### Extracted text
━━━━━━━━━━━━━━━━━━━━

# Business in Mexico



## jluman (Aug 25, 2008)

Hello, 

I am new to the forum, and at this point I am just doing some feasibility research. I currently do survey work for oil companies offshore, mainly in the Gulf of Mexico, but I also own a water filtration business. The last job that I went on for Chevron, I spent a good deal of time with a resident of Veracruz. Our conversations got me to thinking about offering water filtration to the expat communities in Mexico. 

The filters systems are whole house/business filters. They go on the water line and filter all of the water that comes into the house. I make a good living doing the survey work, but it does not allow me much in the way of family time. The water filtration business is moderately successful , but most Americans feel that their water is fine.

At this point, I am just trying to get a feel for the demand of a water filter like this. The price range would be around $8000.00 usd. They have no filters to change and the maintenance is a 5 minute back flush once a month. They come with a 1 year guarantee from the manufacturer but I would have a longer guarantee drawn up since I have a lot of faith in the product. 

Anyway, the questions I have are 

#1 Are you forum members happy with your water?
#2 Do you feel that most expats are happy with theirs?
#3 Would you buy filters from someone in the US, or would you prefer a local business?
#4 Is there a good established way to advertise to the expat communities?
#5 If I decided to set up the business in Mexico, approximately how long would it take to legally get the doors open start to finish?
#6 Are there any other good forums/chat rooms for expatriates that you could point me to?
#7 Any other advice for me?

Thanks for any help. Sorry for posting a book.

Jeff Luman


----------



## synthia (Apr 18, 2007)

Check out some of the other threads about starting a business in Mexico. They aren't terribly encouraging, I'm afraid.


----------



## pedro (May 15, 2007)

chapala has the largest expat community in mexico[15000 cdn & usa'rs].
those that i know that have filtration systems, purchase and have them installed locally and the cost is around $1-2000 usd.
a garafon of drinking water runs $0.90-1.50 and lasts about 3-4 days.
that's what we do and don't worry about showering,teeth brushing and cooking with unfiltered tap water.
i put 5 chlorine tabs in our cystern about every 2 months just for the heck of it.


----------



## jluman (Aug 25, 2008)

*gotcha*

Thanks for the info


----------



## RVGRINGO (May 16, 2007)

Actually, you can install a two cartridge/UV system for the whole house for $500-$600 if you do it yourself. Filters are expensive at $15 each, but last for a long time. $8000 would be way out of the question!
As for buying a system from the USA: Getting it to Mexico might be a problem with very high shipping costs and import duties.


----------

━━━━━━━━━━━━━━━━━━━━

### Provided material
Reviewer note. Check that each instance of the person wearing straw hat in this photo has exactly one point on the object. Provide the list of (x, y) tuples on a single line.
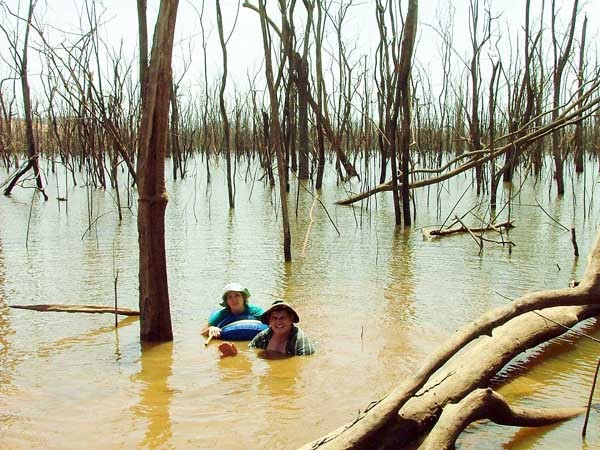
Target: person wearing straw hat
[(235, 307), (282, 336)]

━━━━━━━━━━━━━━━━━━━━

Please reproduce, word for word, the part of the Mexico water filtration thread above starting with "Thanks for any" and going on through "encouraging, I'm afraid.".

### Final result
Thanks for any help. Sorry for posting a book.

Jeff Luman


----------



## synthia (Apr 18, 2007)

Check out some of the other threads about starting a business in Mexico. They aren't terribly encouraging, I'm afraid.